__Provided information__.

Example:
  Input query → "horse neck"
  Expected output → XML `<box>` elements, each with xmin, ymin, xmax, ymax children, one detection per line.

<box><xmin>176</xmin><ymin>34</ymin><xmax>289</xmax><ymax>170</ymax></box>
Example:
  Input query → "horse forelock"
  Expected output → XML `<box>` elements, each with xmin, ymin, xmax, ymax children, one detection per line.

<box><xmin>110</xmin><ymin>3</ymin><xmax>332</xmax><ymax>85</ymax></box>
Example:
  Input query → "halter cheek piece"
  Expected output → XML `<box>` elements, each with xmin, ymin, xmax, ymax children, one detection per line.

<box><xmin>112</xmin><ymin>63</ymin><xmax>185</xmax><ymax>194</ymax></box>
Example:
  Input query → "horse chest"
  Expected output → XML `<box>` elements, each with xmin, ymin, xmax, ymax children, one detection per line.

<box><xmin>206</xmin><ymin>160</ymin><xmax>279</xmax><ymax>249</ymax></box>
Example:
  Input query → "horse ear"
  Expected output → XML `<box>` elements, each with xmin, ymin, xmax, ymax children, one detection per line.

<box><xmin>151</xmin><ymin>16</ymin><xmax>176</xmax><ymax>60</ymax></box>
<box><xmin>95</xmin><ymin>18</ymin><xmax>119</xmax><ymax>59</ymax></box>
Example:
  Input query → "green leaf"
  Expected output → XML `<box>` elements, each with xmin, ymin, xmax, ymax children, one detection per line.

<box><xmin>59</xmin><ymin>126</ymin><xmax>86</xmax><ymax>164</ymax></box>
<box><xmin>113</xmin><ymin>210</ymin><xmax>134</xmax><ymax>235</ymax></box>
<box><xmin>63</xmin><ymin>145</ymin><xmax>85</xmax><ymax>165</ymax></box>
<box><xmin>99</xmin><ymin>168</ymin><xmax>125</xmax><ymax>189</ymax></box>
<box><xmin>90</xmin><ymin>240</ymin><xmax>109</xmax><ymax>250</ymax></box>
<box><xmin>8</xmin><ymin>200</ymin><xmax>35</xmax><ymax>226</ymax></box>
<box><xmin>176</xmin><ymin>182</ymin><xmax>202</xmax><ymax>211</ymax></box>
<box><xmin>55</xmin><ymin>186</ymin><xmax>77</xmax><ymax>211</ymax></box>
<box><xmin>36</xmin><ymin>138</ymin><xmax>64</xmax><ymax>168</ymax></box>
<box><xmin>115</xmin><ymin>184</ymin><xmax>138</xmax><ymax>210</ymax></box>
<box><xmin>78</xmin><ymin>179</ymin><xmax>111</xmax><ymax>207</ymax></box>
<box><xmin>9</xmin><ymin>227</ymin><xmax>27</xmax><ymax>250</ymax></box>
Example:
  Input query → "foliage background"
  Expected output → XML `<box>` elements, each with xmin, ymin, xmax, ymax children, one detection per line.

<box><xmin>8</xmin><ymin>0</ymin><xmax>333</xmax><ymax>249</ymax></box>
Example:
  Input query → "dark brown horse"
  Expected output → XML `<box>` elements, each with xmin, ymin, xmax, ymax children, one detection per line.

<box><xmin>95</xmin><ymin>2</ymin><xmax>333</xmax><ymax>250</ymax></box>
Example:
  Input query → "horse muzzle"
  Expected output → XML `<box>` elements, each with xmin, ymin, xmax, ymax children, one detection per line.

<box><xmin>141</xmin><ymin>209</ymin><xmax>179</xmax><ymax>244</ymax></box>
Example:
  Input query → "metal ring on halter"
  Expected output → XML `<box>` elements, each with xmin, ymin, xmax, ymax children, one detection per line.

__Problem statement__. Please state how many lines in the rows above contain the string "query", counting only matches with the same case, and reply with the number alone.

__Finished answer__. 10